Saved data entries:

━━━━━━━━

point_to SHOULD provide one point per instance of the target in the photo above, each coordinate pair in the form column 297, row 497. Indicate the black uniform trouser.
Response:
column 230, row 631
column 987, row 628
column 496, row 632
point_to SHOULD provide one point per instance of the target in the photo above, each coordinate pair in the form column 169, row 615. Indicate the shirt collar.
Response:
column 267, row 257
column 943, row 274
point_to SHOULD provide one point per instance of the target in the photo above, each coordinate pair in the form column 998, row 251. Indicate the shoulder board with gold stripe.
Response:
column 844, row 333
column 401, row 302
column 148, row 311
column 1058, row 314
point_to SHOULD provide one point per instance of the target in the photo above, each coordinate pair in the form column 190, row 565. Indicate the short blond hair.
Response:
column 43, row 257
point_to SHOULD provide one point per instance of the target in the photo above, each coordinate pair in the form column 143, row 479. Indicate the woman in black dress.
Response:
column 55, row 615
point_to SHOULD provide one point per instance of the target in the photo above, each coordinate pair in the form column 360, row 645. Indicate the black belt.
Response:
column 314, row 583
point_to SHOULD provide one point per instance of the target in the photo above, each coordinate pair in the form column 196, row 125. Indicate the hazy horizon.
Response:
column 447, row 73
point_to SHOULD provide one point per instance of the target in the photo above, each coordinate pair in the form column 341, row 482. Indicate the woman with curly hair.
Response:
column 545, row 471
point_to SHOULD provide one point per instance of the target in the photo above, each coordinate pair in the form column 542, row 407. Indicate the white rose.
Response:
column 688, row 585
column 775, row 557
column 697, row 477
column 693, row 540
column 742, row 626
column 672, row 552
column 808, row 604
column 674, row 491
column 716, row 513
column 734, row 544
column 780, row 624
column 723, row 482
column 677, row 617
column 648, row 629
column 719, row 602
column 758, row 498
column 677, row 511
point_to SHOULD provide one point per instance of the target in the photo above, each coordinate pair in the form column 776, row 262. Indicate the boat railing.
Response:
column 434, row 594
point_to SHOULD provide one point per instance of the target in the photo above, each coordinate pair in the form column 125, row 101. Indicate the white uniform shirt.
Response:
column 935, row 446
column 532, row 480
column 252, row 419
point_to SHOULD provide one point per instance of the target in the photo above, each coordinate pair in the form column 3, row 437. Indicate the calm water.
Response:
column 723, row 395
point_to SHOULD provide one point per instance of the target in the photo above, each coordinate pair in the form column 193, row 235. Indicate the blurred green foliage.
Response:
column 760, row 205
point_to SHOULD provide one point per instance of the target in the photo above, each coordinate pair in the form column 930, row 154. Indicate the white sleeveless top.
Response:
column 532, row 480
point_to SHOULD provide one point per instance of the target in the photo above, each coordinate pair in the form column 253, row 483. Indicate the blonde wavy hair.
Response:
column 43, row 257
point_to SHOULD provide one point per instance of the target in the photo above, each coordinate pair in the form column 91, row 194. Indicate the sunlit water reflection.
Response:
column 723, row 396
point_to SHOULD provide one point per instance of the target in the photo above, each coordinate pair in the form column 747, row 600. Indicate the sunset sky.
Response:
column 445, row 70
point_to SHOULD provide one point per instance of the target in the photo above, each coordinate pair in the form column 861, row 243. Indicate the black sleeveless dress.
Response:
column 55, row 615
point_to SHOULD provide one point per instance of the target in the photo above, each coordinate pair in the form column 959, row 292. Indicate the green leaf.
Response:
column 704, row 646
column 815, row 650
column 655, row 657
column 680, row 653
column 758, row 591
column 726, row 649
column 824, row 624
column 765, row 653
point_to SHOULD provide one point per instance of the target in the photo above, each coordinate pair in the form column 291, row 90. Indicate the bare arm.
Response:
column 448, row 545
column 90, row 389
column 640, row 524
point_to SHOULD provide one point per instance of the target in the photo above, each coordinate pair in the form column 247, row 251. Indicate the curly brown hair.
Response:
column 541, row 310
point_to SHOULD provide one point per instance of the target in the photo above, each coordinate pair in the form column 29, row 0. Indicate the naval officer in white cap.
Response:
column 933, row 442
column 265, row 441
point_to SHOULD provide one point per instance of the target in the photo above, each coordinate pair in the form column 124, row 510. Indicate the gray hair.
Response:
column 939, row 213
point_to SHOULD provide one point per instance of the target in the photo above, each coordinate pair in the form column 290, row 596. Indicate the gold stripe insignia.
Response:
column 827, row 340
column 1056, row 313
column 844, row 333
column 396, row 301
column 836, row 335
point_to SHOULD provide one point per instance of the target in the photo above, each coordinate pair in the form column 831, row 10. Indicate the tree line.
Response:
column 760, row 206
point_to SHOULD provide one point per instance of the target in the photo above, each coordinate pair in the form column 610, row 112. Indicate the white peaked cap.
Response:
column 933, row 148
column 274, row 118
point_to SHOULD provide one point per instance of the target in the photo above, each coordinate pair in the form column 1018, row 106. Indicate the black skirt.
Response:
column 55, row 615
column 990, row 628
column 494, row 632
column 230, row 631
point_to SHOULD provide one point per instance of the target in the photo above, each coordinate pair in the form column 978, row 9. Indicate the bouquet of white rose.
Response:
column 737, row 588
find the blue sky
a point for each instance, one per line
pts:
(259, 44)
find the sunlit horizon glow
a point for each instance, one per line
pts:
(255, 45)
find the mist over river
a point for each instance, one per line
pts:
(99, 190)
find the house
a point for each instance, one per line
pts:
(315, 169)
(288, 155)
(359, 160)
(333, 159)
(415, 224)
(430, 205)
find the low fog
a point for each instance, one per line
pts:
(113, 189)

━━━━━━━━

* [WRITTEN REQUEST]:
Output every line of the material above as a numbered list, leaving out any blank lines.

* [EXPECTED ANSWER]:
1. point_to SHOULD provide one point per instance of the target in the photo above, each coordinate pair in the form column 297, row 497. Indicate the black uniform trouser.
2. Response:
3. column 230, row 631
4. column 987, row 628
5. column 496, row 632
6. point_to SHOULD provide one point per instance of the target in the photo above, each coordinate pair in the form column 169, row 615. Indicate the shirt collar.
7. Response:
8. column 267, row 257
9. column 943, row 274
10. point_to SHOULD provide one point per instance of the target in the photo above, each coordinate pair in the form column 998, row 251. Indicate the shoulder board with gold stripe.
11. Response:
12. column 844, row 333
13. column 401, row 302
14. column 148, row 311
15. column 1058, row 314
16. point_to SHOULD provide one point per instance of the target in the photo above, each coordinate pair in the form column 190, row 565. Indicate the short blond hair.
17. Response:
18. column 43, row 257
19. point_to SHOULD provide one point per instance of the target in the photo above, each coordinate pair in the form column 143, row 479. Indicate the woman in black dress.
20. Response:
21. column 55, row 615
22. point_to SHOULD provide one point per instance of the target in the photo above, each coordinate pair in the form column 360, row 645. Indicate the black belt.
23. Response:
24. column 314, row 583
25. point_to SHOULD provide one point per instance of the target in the photo above, each coordinate pair in the form column 196, row 125. Indicate the hazy horizon.
26. Response:
27. column 447, row 73
28. point_to SHOULD provide one point per instance of the target in the photo above, each coordinate pair in the form column 341, row 482. Indicate the woman with curly hair.
29. Response:
30. column 545, row 471
31. point_to SHOULD provide one point per instance of the target in the photo above, each coordinate pair in the form column 542, row 407. Indicate the white rose.
32. Response:
33. column 688, row 585
34. column 775, row 557
35. column 697, row 477
36. column 693, row 540
37. column 742, row 626
38. column 672, row 552
39. column 808, row 604
40. column 674, row 491
41. column 716, row 513
42. column 734, row 544
43. column 780, row 624
44. column 723, row 482
45. column 677, row 617
46. column 648, row 629
47. column 719, row 602
48. column 758, row 498
49. column 677, row 511
50. point_to SHOULD provide one point per instance of the target in the photo above, each coordinate pair in the form column 776, row 262. Indicate the boat railing.
51. Response:
52. column 434, row 594
53. point_to SHOULD provide one point per instance of the target in the photo above, each coordinate pair in the form column 125, row 101. Indicate the white uniform shirt.
54. Response:
55. column 935, row 446
56. column 532, row 480
57. column 252, row 419
58. point_to SHOULD provide one point per instance of the target in the photo above, each coordinate pair in the form column 3, row 437. Indicate the calm water.
59. Response:
60. column 723, row 395
61. point_to SHOULD provide one point per instance of the target in the photo above, each coordinate pair in the form column 193, row 235. Indicate the blurred green foliage.
62. Response:
63. column 760, row 205
64. point_to SHOULD provide one point per instance of the target in the photo above, each coordinate pair in the form column 930, row 154. Indicate the white sleeveless top.
65. Response:
66. column 532, row 480
67. point_to SHOULD provide one point per instance of the target in the photo above, each coordinate pair in the form column 253, row 483. Indicate the blonde wavy hair.
68. Response:
69. column 43, row 257
70. point_to SHOULD provide one point per instance of the target in the photo above, each coordinate pair in the form column 91, row 194. Indicate the sunlit water reflection.
71. Response:
72. column 723, row 396
73. point_to SHOULD provide one point per instance of the target in the photo above, each coordinate pair in the form column 747, row 600. Indicate the sunset sky.
74. Response:
75. column 445, row 70
76. point_to SHOULD provide one point per instance of the target in the photo above, each coordinate pair in the form column 861, row 243. Indicate the black sleeveless dress.
77. Response:
78. column 55, row 615
79. point_to SHOULD provide one point per instance of the target in the photo above, each coordinate pair in the form column 959, row 292. Indicate the green leaf.
80. Response:
81. column 704, row 646
82. column 815, row 650
83. column 655, row 657
84. column 680, row 653
85. column 758, row 591
86. column 726, row 649
87. column 824, row 624
88. column 765, row 653
89. point_to SHOULD provide one point per instance of the target in the photo above, each coordinate pair in the form column 291, row 90. Indicate the bare arm.
90. Response:
91. column 448, row 545
92. column 90, row 389
93. column 640, row 524
94. point_to SHOULD provide one point per instance of the target in the photo above, each coordinate pair in the form column 247, row 251. Indicate the curly brown hair.
95. Response:
96. column 541, row 310
97. point_to SHOULD provide one point per instance of the target in the photo above, each coordinate pair in the form column 29, row 0. Indicate the naval officer in white cap.
98. Response:
99. column 933, row 442
100. column 265, row 441
101. point_to SHOULD provide one point per instance of the target in the photo above, each coordinate pair in the form column 124, row 510. Indicate the gray hair.
102. Response:
103. column 939, row 213
104. point_to SHOULD provide one point per instance of the target in the photo above, each coordinate pair in the form column 290, row 596. Indicate the gold stripe insignia.
105. Response:
106. column 827, row 340
107. column 1056, row 313
108. column 844, row 333
109. column 396, row 301
110. column 836, row 335
111. point_to SHOULD provide one point per instance of the target in the photo above, each coordinate pair in the form column 831, row 10. Indicate the tree line.
112. Response:
113. column 760, row 206
114. point_to SHOULD provide one point per instance of the target in the photo above, each coordinate pair in the form column 610, row 112. Indicate the white peaked cap.
115. Response:
116. column 933, row 148
117. column 274, row 118
118. point_to SHOULD provide one point per instance of the target in the photo above, each coordinate pair in the form column 1018, row 106. Indicate the black skirt.
119. Response:
120. column 55, row 615
121. column 990, row 628
122. column 494, row 632
123. column 230, row 631
124. point_to SHOULD provide one point per instance of the target in the photo above, each coordinate pair in the form column 978, row 9. Indicate the bouquet of white rose.
125. Response:
126. column 737, row 588
127. find the blue sky
128. a point for each instance, one per line
129. pts:
130. (259, 44)
131. find the sunlit horizon glow
132. a point for each instance, one per line
133. pts:
134. (255, 45)
135. find the mist over river
136. a point for each instance, one per line
137. pts:
138. (99, 190)
139. find the house
140. a point for each instance, one per line
141. pts:
142. (315, 169)
143. (288, 155)
144. (359, 160)
145. (333, 159)
146. (415, 224)
147. (430, 205)
148. find the low fog
149. a point for each instance, one per line
150. pts:
151. (113, 189)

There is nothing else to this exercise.